■ Tasks for this exercise ■
- 1) Answer these questions using the BLIS FAQ:
(a) Through which two threading options does BLIS provide symmetric multicore/many-core parallelism?
(b) Under what license is BLIS available?
(c) What role did the author of BLIS hold before developing it?
- 2) Reproduce the BLIS FAQ from "How is BLIS" up to and including "the BLIS project.".

■ Passage given ■
## begin

Skip to content

Latest commit

 

History

History
210 lines (126 loc) · 22.9 KB

FAQ.md

File metadata and controls

210 lines (126 loc) · 22.9 KB

Introduction

Here we attempt to provide some frequently-asked questions about the BLIS framework project, as well as those we think a new user or developer might ask. If you do not see the answer to your question here, please join and post your question to one of the BLIS mailing lists.

Contents

Why did you create BLIS?

Initially, BLIS was conceived as simply "BLAS with a more flexible interface". The original BLIS was written as a wrapper layer around BLAS that allowed generalized matrix storage (i.e., separate row and column strides). We also took the opportunity to implement some complex domain features that were missing from the BLAS (mostly related to conjugating input operands). This "proto-BLIS" was deployed in libflame to facilitate cleaner implementations of some LAPACK-level operations.

Over time, we wanted more than just a more flexible interface; we wanted an entire framework from which we could build operations in the BLAS as well as those not present within the BLAS. After this new BLIS framework was created, it turned out that the interface improvements were much less interesting (albeit still of consequence) than some of the framework's other features, and the fact that it allowed developers to rapidly instantiate new BLAS libraries by optimizing only a small amount of code.

Why should I use BLIS instead of GotoBLAS / OpenBLAS / ATLAS / MKL / ESSL / ACML / Accelerate?

BLIS has numerous advantages to existing BLAS implementations. Many of these advantages are summarized on the BLIS homepage. But here are a few reasons one might choose BLIS over some other implementation of BLAS:

  • BLIS facilitates high performance while remaining very portable. BLIS isolates performance-sensitive code to a microkernel which contains only one loop and which, when optimized, accelerates virtually all level-3 operations. Thus, BLIS serves as a powerful tool for quickly instantiating BLAS on new or experimental hardware architectures, as well as a flexible "laboratory" in which to conduct research and experiments.
  • BLIS provides robust multithreading support, allowing symmetric multicore/many-core parallelism via either OpenMP or POSIX threads. It also computes proper load balance for structured matrix subpartitions, regardless of the location of the diagonal, or whether the subpartition is lower- or upper-stored.
  • BLIS supports a superset of BLAS functionality, providing operations omitted from the BLAS as well as some complex domain support that is missing in BLAS operations. BLIS is especially useful to researchers who need to develop and prototype new BLAS-like operations that do not exist in the BLAS.
  • BLIS is backwards compatible with BLAS. BLIS contains a BLAS compatibility layer that allows an application to treat BLIS as if it were a traditional BLAS library.
  • BLIS supports generalized matrix storage, which can be used to express column-major, row-major, and general stride storage.
  • BLIS supports mixed-datatype computation for general matrix multiplication gemm, and does so while holding the impact on performance to a relative minimum.
  • BLIS is free software, available under a new/modified/3-clause BSD license.

How is BLIS related to FLAME / libflame?

As explained above, BLIS was initially a layer within libflame that allowed more convenient interfacing to the BLAS. So in some ways, BLIS is a spin-off project. Prior to developing BLIS, its author worked as the primary maintainer of libflame. If you look closely, you can also see that the design of BLIS was influenced by some of the more useful and innovative aspects of libflame, such as internal object abstractions and control trees. Also, various members of the SHPC research group and its collaborators routinely provide insight, feedback, and also contribute code (especially kernels) to the BLIS project.

## end

■ Available data ■

## begin

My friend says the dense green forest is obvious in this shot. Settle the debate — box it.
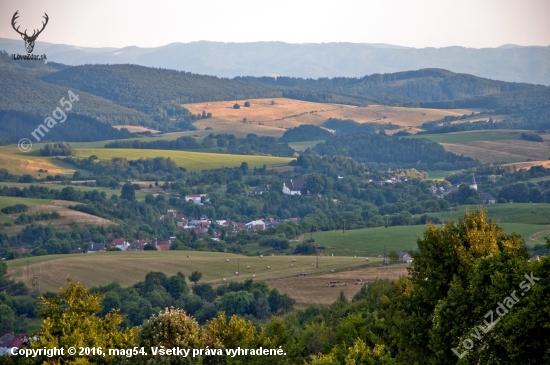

## end

■ Responses by task ■
- 1)
(a) OpenMP or POSIX threads.
(b) A new/modified/3-clause BSD license.
(c) Primary maintainer of libflame.

- 2)
How is BLIS related to FLAME / libflame?

As explained above, BLIS was initially a layer within libflame that allowed more convenient interfacing to the BLAS. So in some ways, BLIS is a spin-off project. Prior to developing BLIS, its author worked as the primary maintainer of libflame. If you look closely, you can also see that the design of BLIS was influenced by some of the more useful and innovative aspects of libflame, such as internal object abstractions and control trees. Also, various members of the SHPC research group and its collaborators routinely provide insight, feedback, and also contribute code (especially kernels) to the BLIS project.